[START OF Records supplied]

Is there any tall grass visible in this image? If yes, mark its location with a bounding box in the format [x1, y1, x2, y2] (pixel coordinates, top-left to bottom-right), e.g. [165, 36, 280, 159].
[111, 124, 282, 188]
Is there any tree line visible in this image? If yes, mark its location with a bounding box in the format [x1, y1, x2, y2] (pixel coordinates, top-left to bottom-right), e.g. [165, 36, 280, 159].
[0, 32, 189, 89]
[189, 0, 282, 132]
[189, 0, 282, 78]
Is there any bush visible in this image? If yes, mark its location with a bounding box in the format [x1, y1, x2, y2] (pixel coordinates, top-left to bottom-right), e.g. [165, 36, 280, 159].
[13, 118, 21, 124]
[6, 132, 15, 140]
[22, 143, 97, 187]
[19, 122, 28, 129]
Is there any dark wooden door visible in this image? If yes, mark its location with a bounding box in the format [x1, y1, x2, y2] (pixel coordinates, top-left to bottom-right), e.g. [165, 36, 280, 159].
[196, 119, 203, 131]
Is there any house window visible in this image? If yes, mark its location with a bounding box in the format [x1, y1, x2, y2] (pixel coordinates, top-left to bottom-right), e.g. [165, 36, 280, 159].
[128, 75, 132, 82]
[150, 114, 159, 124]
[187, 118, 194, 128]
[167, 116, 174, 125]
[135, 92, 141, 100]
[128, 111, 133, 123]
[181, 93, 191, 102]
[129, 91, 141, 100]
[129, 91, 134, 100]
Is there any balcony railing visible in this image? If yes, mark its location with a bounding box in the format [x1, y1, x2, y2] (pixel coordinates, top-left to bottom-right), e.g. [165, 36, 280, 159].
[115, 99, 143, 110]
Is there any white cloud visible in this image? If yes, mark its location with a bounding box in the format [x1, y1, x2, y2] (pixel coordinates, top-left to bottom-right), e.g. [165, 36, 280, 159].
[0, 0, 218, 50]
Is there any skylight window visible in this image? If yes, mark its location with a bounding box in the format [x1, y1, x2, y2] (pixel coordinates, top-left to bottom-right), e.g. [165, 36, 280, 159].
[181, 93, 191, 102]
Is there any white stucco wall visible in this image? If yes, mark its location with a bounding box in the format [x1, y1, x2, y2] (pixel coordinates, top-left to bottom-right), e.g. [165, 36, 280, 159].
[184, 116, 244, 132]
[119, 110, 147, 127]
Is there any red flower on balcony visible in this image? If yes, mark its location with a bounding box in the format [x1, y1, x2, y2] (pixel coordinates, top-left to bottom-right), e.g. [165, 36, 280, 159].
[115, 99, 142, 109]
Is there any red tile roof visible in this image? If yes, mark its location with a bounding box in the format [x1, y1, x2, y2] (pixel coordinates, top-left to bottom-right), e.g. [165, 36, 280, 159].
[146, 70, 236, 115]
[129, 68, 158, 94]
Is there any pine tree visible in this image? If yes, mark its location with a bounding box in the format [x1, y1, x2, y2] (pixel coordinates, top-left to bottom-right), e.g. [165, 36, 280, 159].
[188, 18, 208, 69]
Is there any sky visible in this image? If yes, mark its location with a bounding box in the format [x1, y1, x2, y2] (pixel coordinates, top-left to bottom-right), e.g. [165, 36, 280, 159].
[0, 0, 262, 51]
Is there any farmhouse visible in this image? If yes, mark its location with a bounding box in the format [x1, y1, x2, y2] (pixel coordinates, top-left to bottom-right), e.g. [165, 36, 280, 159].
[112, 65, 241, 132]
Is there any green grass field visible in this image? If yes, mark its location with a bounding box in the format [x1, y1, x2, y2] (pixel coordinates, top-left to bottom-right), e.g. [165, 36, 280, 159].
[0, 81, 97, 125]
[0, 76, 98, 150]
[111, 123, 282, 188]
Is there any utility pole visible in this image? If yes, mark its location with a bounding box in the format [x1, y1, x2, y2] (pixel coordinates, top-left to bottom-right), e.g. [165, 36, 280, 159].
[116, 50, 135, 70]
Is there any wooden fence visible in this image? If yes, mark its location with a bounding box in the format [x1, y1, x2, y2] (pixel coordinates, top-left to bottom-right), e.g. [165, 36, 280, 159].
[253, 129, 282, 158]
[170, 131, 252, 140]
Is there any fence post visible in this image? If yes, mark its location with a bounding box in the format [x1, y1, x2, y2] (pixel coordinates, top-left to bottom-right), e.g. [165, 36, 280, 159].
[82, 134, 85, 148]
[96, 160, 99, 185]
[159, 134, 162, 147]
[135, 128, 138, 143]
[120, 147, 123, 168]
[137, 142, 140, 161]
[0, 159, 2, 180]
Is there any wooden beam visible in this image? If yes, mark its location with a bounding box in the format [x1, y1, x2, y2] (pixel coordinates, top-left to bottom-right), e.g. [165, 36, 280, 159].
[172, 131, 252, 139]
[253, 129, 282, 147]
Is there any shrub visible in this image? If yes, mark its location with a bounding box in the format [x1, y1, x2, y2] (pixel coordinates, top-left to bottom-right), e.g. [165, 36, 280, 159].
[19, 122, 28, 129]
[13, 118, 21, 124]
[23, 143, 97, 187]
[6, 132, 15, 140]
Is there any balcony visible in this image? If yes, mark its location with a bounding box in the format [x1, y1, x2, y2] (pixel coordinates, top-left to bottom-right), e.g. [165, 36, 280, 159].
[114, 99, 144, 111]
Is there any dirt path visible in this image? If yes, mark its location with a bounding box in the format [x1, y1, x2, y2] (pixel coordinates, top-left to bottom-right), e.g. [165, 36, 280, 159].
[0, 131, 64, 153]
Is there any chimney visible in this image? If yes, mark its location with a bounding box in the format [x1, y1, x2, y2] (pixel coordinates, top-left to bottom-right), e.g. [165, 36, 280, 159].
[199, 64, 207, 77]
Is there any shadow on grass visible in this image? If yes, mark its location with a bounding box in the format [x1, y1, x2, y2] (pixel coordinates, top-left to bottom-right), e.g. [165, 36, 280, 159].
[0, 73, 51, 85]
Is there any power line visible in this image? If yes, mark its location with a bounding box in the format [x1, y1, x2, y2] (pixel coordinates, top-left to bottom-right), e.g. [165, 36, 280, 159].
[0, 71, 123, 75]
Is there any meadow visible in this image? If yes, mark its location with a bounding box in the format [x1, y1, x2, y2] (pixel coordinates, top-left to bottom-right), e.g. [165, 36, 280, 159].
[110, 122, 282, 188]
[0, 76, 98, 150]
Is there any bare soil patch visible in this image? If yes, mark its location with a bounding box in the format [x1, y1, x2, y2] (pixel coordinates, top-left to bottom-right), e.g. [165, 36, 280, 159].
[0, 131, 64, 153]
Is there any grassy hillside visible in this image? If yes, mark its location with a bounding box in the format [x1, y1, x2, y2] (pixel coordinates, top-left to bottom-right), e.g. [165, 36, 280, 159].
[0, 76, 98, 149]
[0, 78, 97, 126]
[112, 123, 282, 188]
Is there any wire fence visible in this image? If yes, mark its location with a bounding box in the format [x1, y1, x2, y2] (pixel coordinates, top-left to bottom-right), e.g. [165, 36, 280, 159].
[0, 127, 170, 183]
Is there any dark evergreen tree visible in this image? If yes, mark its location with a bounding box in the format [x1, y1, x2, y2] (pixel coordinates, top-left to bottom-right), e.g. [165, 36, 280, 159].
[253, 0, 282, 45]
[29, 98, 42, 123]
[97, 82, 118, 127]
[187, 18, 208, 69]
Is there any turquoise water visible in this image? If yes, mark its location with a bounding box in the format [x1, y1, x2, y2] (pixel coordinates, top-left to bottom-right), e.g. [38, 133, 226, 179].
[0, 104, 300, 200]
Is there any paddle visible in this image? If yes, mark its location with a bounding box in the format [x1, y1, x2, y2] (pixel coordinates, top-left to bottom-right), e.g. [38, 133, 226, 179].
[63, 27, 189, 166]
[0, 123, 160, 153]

[END OF Records supplied]

* _Aim of the exercise_: Copy all of the data above, replacing each "bounding box" with "rectangle" and keeping everything else unchanged.

* _Written reply_:
Is there any tall grass visible in this image? If yes, mark its location with a rectangle in the format [x1, y1, x2, y2] (pixel coordinates, top-left to bottom-right), e.g. [165, 36, 280, 159].
[111, 124, 282, 188]
Is there any tree line visible in this image? If yes, mark its location with a rectangle in the format [x1, y1, x2, y2] (pixel coordinates, top-left to bottom-right), e.g. [165, 36, 280, 159].
[0, 32, 189, 89]
[189, 0, 282, 132]
[189, 0, 282, 78]
Is there any bush visible in this image? If yes, mark its location with a rectangle in the format [x1, y1, x2, y2] (pixel coordinates, top-left to bottom-right), e.g. [165, 36, 280, 159].
[13, 118, 21, 124]
[6, 132, 15, 140]
[22, 143, 97, 187]
[19, 122, 28, 129]
Is there any dark wooden door visible in this image? If yes, mark its location with a rectangle in the format [x1, y1, x2, y2] (pixel coordinates, top-left to bottom-right), e.g. [165, 36, 280, 159].
[196, 119, 203, 131]
Is there any house window visible in this image? If yes, mark its location with a rectangle in the format [x1, y1, x2, y2] (pixel coordinates, top-left to bottom-right), e.g. [165, 36, 280, 159].
[128, 75, 132, 82]
[150, 114, 159, 124]
[187, 118, 194, 128]
[167, 116, 174, 125]
[135, 92, 141, 100]
[128, 111, 133, 123]
[181, 93, 191, 102]
[129, 91, 141, 100]
[129, 91, 134, 100]
Is there any balcony railing visible in this image? If yes, mark its location with a rectangle in the format [x1, y1, x2, y2] (pixel coordinates, top-left to bottom-right), e.g. [165, 36, 280, 159].
[115, 99, 143, 110]
Is there any white cloud visible in this image? If yes, mark its location with a rectangle in the format [x1, y1, x2, y2] (pixel coordinates, top-left to bottom-right), e.g. [165, 36, 280, 159].
[0, 0, 218, 50]
Is there any skylight window visible in this image? If yes, mark its location with a rectangle in the format [x1, y1, x2, y2] (pixel coordinates, top-left to bottom-right), e.g. [165, 36, 280, 159].
[181, 93, 191, 102]
Is there any white stucco wall visible in this image? If yes, mark its location with a rectangle in the format [x1, y1, x2, y2] (pixel coordinates, top-left to bottom-right), e.g. [165, 36, 280, 159].
[184, 116, 244, 132]
[119, 110, 147, 127]
Is there any red flower on balcony visible in this image? If yes, mark its location with a rectangle in the format [x1, y1, x2, y2] (pixel coordinates, top-left to bottom-right), e.g. [165, 36, 280, 159].
[115, 99, 142, 109]
Is there any red tile roof visible in this image? If yes, mark its location with a rectangle in the format [x1, y1, x2, y2] (pixel coordinates, top-left to bottom-right), e.g. [165, 36, 280, 159].
[146, 70, 236, 115]
[129, 68, 158, 94]
Is there any pine tree visible in this image? If yes, mark its location with a rectangle in the format [x1, y1, x2, y2] (pixel coordinates, top-left to bottom-right), e.g. [165, 36, 280, 159].
[188, 18, 208, 69]
Is there any sky visible in this image? If yes, mark its location with a rectangle in the format [x1, y1, x2, y2] (pixel coordinates, top-left to bottom-right), e.g. [165, 36, 280, 159].
[0, 0, 262, 51]
Is there any farmhouse visible in this image? If yes, mark its location with a rectangle in the format [x1, y1, x2, y2] (pixel coordinates, top-left to bottom-right), e.g. [165, 36, 280, 159].
[112, 65, 241, 132]
Is there any green grass field visible in this image? If yes, mark its location with a rectangle in the format [x1, y1, x2, y2] (pixel coordinates, top-left to bottom-right), e.g. [165, 36, 280, 159].
[0, 81, 97, 125]
[0, 76, 98, 150]
[111, 123, 282, 188]
Is there any utility pole visible in this image? If yes, mark its location with a rectangle in the format [x1, y1, x2, y2] (pixel coordinates, top-left to bottom-right), e.g. [165, 36, 280, 159].
[116, 50, 135, 70]
Is there any wooden fence visible in this image? If yes, mark its location with a rectangle in the format [x1, y1, x2, y2] (pixel coordinates, top-left to bottom-right), e.g. [165, 36, 280, 159].
[253, 129, 282, 158]
[170, 131, 252, 140]
Is there any fence post visible in this image? If yes, mark its location with a rectangle in the format [x1, y1, x2, y2] (pixel coordinates, top-left to bottom-right), e.g. [165, 36, 280, 159].
[82, 134, 85, 148]
[96, 160, 99, 185]
[159, 134, 162, 147]
[135, 128, 138, 143]
[120, 147, 123, 168]
[137, 142, 140, 161]
[0, 159, 2, 180]
Is there any wooden beam visible in this image? If yes, mark its location with a rectangle in the format [x1, y1, x2, y2] (pixel coordinates, top-left to bottom-right), e.g. [165, 36, 280, 159].
[172, 131, 252, 139]
[253, 129, 282, 147]
Is there any shrub visible in this image? If yes, mark its location with a rectangle in the format [x1, y1, x2, y2] (pixel coordinates, top-left to bottom-right), e.g. [165, 36, 280, 159].
[19, 122, 28, 129]
[13, 118, 21, 124]
[23, 143, 97, 187]
[6, 132, 15, 140]
Is there any balcony visible in this image? If yes, mark its location with a rectangle in the format [x1, y1, x2, y2] (pixel coordinates, top-left to bottom-right), e.g. [165, 36, 280, 159].
[114, 99, 144, 111]
Is there any dirt path visible in this image? If yes, mark its location with a rectangle in the format [x1, y1, x2, y2] (pixel coordinates, top-left to bottom-right), e.g. [165, 36, 280, 159].
[0, 131, 64, 153]
Is there any chimney visible in this image? If yes, mark its location with a rectangle in the format [x1, y1, x2, y2] (pixel coordinates, top-left to bottom-right), e.g. [165, 36, 280, 159].
[199, 64, 207, 77]
Is there any shadow on grass visible in this image? If yes, mark its location with a rectangle in the format [x1, y1, x2, y2] (pixel coordinates, top-left to bottom-right), e.g. [165, 36, 280, 159].
[0, 73, 51, 85]
Is there any power line visible in this image? If yes, mark its location with a rectangle in the format [x1, y1, x2, y2] (pixel coordinates, top-left to bottom-right), e.g. [165, 36, 280, 159].
[0, 71, 123, 75]
Is there any meadow visible in this image? If yes, mark its location with a rectangle in the format [x1, y1, x2, y2] (pixel coordinates, top-left to bottom-right), e.g. [165, 36, 280, 159].
[110, 122, 282, 188]
[0, 76, 98, 150]
Is there any bare soil patch visible in this image? If yes, mark its location with a rectangle in the format [x1, y1, x2, y2] (pixel coordinates, top-left to bottom-right), e.g. [165, 36, 280, 159].
[0, 131, 64, 153]
Is there any grassy hillside visible in this image? If yes, mark its location with a rectangle in the format [x1, y1, x2, y2] (pixel coordinates, top-left to bottom-right), e.g. [165, 36, 280, 159].
[0, 76, 98, 149]
[0, 78, 97, 126]
[112, 123, 282, 188]
Is there any wire fence visible in this image? If yes, mark its location with a rectangle in the format [x1, y1, x2, y2] (pixel coordinates, top-left to bottom-right), e.g. [165, 36, 280, 159].
[0, 127, 170, 183]
Is there any dark evergreen tree visible in this image? If yes, mark its location with a rectangle in the format [x1, y1, x2, y2] (pixel coordinates, top-left to bottom-right), e.g. [165, 36, 280, 159].
[253, 0, 282, 45]
[29, 98, 42, 123]
[97, 82, 118, 127]
[187, 18, 208, 69]
Is there any turquoise water visible in this image? If yes, mark its location with a rectangle in the format [x1, y1, x2, y2] (pixel coordinates, top-left to bottom-right), e.g. [38, 133, 226, 179].
[0, 104, 300, 200]
Is there any paddle visible in this image? If yes, mark its location with a rectangle in the format [x1, y1, x2, y2] (pixel coordinates, top-left to bottom-right), e.g. [38, 133, 226, 179].
[63, 27, 189, 166]
[0, 123, 160, 153]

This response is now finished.